THE DATA.

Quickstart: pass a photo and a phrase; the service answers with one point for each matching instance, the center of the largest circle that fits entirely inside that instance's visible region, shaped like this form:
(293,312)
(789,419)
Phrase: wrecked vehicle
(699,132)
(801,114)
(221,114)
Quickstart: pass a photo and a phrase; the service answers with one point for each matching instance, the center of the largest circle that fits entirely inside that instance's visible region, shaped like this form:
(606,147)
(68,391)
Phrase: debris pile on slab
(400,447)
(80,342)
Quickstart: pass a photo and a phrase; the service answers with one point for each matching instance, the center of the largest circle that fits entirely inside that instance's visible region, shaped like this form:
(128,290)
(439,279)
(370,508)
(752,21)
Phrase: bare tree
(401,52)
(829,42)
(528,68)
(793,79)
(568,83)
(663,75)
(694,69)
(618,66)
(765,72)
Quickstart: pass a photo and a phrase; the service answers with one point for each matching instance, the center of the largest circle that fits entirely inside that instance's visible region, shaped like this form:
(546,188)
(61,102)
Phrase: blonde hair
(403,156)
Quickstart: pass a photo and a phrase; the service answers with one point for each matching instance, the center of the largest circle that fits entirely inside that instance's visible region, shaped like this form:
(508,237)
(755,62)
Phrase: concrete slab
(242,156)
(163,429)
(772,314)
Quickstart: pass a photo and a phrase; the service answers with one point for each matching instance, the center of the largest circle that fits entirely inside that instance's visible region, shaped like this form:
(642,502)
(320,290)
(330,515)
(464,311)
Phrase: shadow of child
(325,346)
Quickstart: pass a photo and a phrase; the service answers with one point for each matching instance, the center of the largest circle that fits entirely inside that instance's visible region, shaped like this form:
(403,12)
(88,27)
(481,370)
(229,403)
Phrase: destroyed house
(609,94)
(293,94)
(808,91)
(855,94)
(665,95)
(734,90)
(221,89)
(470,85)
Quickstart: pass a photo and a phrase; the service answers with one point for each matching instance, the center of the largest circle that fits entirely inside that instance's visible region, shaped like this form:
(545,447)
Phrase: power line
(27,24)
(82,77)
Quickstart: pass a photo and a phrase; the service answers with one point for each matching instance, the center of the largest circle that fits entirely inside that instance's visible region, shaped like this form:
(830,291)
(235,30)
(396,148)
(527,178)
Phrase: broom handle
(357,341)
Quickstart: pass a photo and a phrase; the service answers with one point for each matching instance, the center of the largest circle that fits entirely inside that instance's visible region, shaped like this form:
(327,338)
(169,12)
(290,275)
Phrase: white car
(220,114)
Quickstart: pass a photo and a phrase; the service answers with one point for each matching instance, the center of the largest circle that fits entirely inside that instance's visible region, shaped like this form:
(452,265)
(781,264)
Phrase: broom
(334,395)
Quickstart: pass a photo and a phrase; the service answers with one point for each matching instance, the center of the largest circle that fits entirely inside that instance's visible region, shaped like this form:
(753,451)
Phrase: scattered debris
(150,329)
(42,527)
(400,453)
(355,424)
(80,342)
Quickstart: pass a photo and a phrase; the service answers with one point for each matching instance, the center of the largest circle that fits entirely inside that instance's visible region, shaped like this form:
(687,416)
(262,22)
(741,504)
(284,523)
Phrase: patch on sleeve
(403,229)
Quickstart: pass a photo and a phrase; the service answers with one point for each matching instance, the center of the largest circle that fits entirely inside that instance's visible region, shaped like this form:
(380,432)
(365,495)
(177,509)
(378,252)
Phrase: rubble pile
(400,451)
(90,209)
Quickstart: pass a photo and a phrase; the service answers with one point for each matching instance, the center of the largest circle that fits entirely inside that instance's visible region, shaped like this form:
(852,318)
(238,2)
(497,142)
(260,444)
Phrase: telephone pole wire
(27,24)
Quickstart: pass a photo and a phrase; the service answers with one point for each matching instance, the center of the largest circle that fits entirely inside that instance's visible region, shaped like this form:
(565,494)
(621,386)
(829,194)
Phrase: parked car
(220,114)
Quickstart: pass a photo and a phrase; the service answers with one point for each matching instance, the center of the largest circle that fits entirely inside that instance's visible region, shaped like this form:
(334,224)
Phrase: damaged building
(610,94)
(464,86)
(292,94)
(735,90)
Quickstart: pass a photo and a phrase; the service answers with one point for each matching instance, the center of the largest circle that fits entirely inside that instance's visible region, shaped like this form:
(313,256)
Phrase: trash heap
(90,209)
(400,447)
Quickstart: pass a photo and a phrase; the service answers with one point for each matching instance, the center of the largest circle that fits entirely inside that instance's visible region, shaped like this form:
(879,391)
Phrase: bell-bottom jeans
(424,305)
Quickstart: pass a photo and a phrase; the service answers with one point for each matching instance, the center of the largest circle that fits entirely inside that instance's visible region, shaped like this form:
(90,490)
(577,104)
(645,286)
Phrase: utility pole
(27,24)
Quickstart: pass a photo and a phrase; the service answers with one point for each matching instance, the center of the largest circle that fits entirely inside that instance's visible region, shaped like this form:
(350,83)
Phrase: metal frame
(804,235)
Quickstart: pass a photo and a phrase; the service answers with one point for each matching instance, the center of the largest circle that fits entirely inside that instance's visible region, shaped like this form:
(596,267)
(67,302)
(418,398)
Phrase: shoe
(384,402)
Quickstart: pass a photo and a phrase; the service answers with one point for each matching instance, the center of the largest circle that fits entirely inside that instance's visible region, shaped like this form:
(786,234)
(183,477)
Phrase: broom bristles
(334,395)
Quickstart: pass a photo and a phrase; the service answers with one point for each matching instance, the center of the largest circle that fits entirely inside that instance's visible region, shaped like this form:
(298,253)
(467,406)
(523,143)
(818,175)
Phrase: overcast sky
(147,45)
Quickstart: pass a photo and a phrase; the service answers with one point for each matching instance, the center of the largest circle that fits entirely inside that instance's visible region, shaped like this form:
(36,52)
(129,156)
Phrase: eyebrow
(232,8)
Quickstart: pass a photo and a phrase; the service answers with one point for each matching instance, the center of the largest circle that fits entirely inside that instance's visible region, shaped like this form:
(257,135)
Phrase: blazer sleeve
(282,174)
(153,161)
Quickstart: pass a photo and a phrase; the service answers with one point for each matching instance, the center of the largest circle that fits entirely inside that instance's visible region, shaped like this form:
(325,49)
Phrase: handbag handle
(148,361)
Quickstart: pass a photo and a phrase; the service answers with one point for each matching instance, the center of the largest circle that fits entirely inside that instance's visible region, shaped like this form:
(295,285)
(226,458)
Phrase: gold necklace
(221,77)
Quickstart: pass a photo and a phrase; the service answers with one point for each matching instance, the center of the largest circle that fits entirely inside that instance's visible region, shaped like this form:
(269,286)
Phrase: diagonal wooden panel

EXERCISE DETAILS. Reproduce the material precisely, including every line.

FINISHED EXERCISE.
Quickstart: pass a photo and a phrase; the service answers with one point for each matching instance, the center of the largest circle that fits entirely inside that instance's visible region, shaped like this form:
(293,312)
(789,419)
Phrase: wrecked vehicle
(699,132)
(801,114)
(221,114)
Quickstart: pass a photo and a phrase; the service answers with one point for each matching instance, the center of the largest circle that fits entirely inside that instance's visible region, shaped like this form:
(606,147)
(68,391)
Phrase: debris pile on slab
(400,447)
(80,342)
Quickstart: pass a photo and a phrase; the service answers with one point for each matching instance, the center of the largest circle that fits entirely inside that instance's visible region, shaped like this form:
(128,290)
(439,279)
(370,508)
(752,21)
Phrase: bare tree
(401,52)
(829,42)
(528,68)
(793,79)
(568,83)
(663,75)
(694,69)
(618,66)
(765,72)
Quickstart: pass a photo and a phrase; the service answers with one point for each matching instance, the center of the largest circle that fits entirely inside that instance's visible region, shaped like this form:
(546,188)
(61,102)
Phrase: blonde hair
(403,156)
Quickstart: pass a photo and a phrase; the service answers with one point for each matching instance, the center of the largest circle that fits entirely inside that instance's visible region, shaped like this form:
(508,237)
(755,62)
Phrase: concrete slab
(242,156)
(163,429)
(772,314)
Quickstart: pass a photo and a phrase; the service answers with one point for each matching instance, the center of the largest circle that fits entirely inside that instance's visible region, shaped like this form:
(642,502)
(320,290)
(330,515)
(464,311)
Phrase: shadow of child
(325,346)
Quickstart: pass a photo and a phrase; the service answers with one point for each matching instance, the center of the largest circle that fits entirely inside that instance's visible region, shaped like this form:
(403,12)
(88,27)
(481,370)
(229,403)
Phrase: destroyed house
(609,94)
(293,94)
(808,91)
(855,94)
(665,95)
(734,90)
(221,89)
(470,85)
Quickstart: pass a photo and a phrase; the service answers with one point for each matching instance, the center of the largest circle that fits entirely inside that instance's visible region, shaped like this form:
(545,447)
Phrase: power line
(27,24)
(82,77)
Quickstart: pass a photo and a phrase; the service answers with one point for each matching instance, the center of the largest circle that fits entirely inside that instance's visible region, shaped like this form:
(830,291)
(235,30)
(396,148)
(527,178)
Phrase: broom handle
(357,341)
Quickstart: pass a photo and a phrase; the service answers with one point for each matching instance, the center of the largest circle that fits entirely inside that instance's visible region, shaped like this form:
(327,338)
(169,12)
(290,275)
Phrase: white car
(220,114)
Quickstart: pass a photo and a phrase; the service answers with one point for each matching instance, the center of the largest circle that fits entirely inside that instance's visible region, shaped like this form:
(452,265)
(781,264)
Phrase: broom
(334,395)
Quickstart: pass a photo and a phrase; the service answers with one point for each matching instance, the center of the largest circle that fits entirely inside that instance's visible region, shaped like this form:
(753,451)
Phrase: scattered debris
(150,329)
(42,527)
(400,453)
(355,424)
(80,342)
Quickstart: pass a photo and a phrase; the service answers with one point for each matching instance, the center of the largest circle that fits entirely inside that instance's visible region, shaped like this form:
(687,416)
(262,22)
(741,504)
(284,523)
Phrase: patch on sleeve
(403,229)
Quickstart: pass a photo and a phrase; the service answers with one point for each matching instance, the center of the largest circle that fits entirely inside that instance's visible region, shaped like this form:
(380,432)
(365,495)
(177,509)
(378,252)
Phrase: rubble pile
(400,451)
(90,209)
Quickstart: pass a photo and a phrase; the service answers with one point for each matching instance, the center of the largest circle that fits entirely inside that instance's visible region, shaped like this form:
(852,318)
(238,2)
(497,142)
(260,444)
Phrase: telephone pole wire
(27,24)
Quickstart: pass a photo and a phrase; the service answers with one point for each matching instance, the center of the largest circle that fits entirely inside that instance's visible region, shaped like this form:
(565,494)
(621,386)
(829,194)
Phrase: parked car
(220,114)
Quickstart: pass a photo and a phrase; the service answers with one point for each matching instance, the center of the largest circle that fits entirely inside that instance's visible region, shaped like this form:
(334,224)
Phrase: damaged building
(610,94)
(464,86)
(292,94)
(735,90)
Quickstart: pass a photo and a phrase; the service answers with one point for each matching instance, the center of the largest circle that fits entirely inside that instance's visible region, shaped like this form:
(313,256)
Phrase: trash heap
(90,209)
(400,447)
Quickstart: pass a photo and a phrase; the service answers with one point for each matching instance, the center of the largest circle that fits entirely inside that instance's visible region, shaped like this form:
(879,391)
Phrase: bell-bottom jeans
(424,305)
Quickstart: pass a photo and a phrase; the service answers with one point for each matching instance, the center of the largest circle that fits entirely inside that instance's visible region, shaped like this form:
(90,490)
(577,104)
(645,286)
Phrase: utility pole
(27,24)
Quickstart: pass a photo and a phrase; the service answers with one point for each matching instance, the center of the largest circle that fits entirely inside that instance's visible region, shaped like this form:
(350,83)
Phrase: metal frame
(804,235)
Quickstart: pass a photo and a phrase; the service answers with one point for each matching instance, the center of the largest circle that fits entirely inside that instance's visible region, shaped like this form:
(596,267)
(67,302)
(418,398)
Phrase: shoe
(384,402)
Quickstart: pass a photo and a phrase; the service answers with one point for each matching instance, the center of the largest circle that fits entirely inside that instance's visible region, shaped like this form:
(786,234)
(183,477)
Phrase: broom bristles
(334,395)
Quickstart: pass a photo and a phrase; the service answers with one point for each matching instance, the center of the largest circle that fits entirely inside that instance's visible region, shaped like this form:
(298,253)
(467,406)
(523,143)
(818,175)
Phrase: overcast sky
(147,45)
Quickstart: pass a photo and a phrase; the service answers with one point for each matching instance, the center of the largest circle that fits entirely inside that instance's visible region, shaped like this form:
(36,52)
(129,156)
Phrase: eyebrow
(232,8)
Quickstart: pass a photo and a phrase; the service answers with one point for each matching instance, the center of the largest circle that fits entirely inside that instance's visible region, shaped like this form:
(257,135)
Phrase: blazer sleeve
(282,174)
(153,161)
Quickstart: pass a photo and a phrase; the service answers with one point for each matching instance, the center of the largest circle that fits entirely inside that instance's visible region, shaped like this form:
(325,49)
Phrase: handbag handle
(148,361)
Quickstart: pass a photo and a phrase; the service answers with one point for each matching instance, the center of the largest circle that fits entirely inside that instance's visible region, shaped like this form:
(295,285)
(226,458)
Phrase: gold necklace
(221,77)
Quickstart: pass a photo and a phrase; the service answers with one point for each matching instance, the center of the largest circle that fits entirely inside that instance's visible region, shaped like this form:
(269,286)
Phrase: diagonal wooden panel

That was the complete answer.